## WORK ORDER
Could you repeat the records below exactly as written?

(Source records)
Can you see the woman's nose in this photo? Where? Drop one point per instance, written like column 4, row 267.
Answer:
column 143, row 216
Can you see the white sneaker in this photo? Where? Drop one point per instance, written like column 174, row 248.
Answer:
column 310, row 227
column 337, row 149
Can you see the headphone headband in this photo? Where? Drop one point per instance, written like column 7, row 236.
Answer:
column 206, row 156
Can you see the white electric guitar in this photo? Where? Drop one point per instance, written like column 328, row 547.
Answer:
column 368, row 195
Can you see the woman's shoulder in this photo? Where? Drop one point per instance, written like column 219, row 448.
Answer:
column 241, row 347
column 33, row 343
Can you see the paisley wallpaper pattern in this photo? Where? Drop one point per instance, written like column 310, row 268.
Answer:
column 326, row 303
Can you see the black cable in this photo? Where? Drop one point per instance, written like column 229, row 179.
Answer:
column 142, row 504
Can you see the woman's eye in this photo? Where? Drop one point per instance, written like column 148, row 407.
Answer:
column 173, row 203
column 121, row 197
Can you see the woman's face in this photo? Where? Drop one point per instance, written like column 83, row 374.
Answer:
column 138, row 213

## RESULT OF THIS TASK
Can you see the woman's nose in this photo? Where? Drop one point per instance, written like column 4, row 267.
Answer:
column 143, row 216
Can you see the white sneaker in this photo? Where? Drop one point per instance, written like column 174, row 248.
Answer:
column 310, row 227
column 337, row 149
Can you see the headphone headband in this photo? Where? Drop one point per instance, written like column 7, row 236.
Answer:
column 206, row 156
Can you see the white electric guitar in this photo? Where? Drop one point per instance, written like column 328, row 547.
Answer:
column 368, row 195
Can you see the woman's shoulder in this photo? Where? Drop one point per instance, written like column 219, row 448.
Answer:
column 241, row 347
column 33, row 343
Can you see the paisley wallpaper pattern in this photo? Where? Drop one point per instance, written like column 310, row 268.
Answer:
column 326, row 303
Can you see the black cable in this photo? Where? Drop one point per instance, written like column 229, row 179.
Answer:
column 142, row 504
Can you see the woman's eye in this photo? Where? Drop one point per instance, written like column 148, row 407.
Answer:
column 173, row 203
column 121, row 197
Can you see the woman's face in this photo? Where? Drop one point per instance, written like column 83, row 374.
Answer:
column 138, row 213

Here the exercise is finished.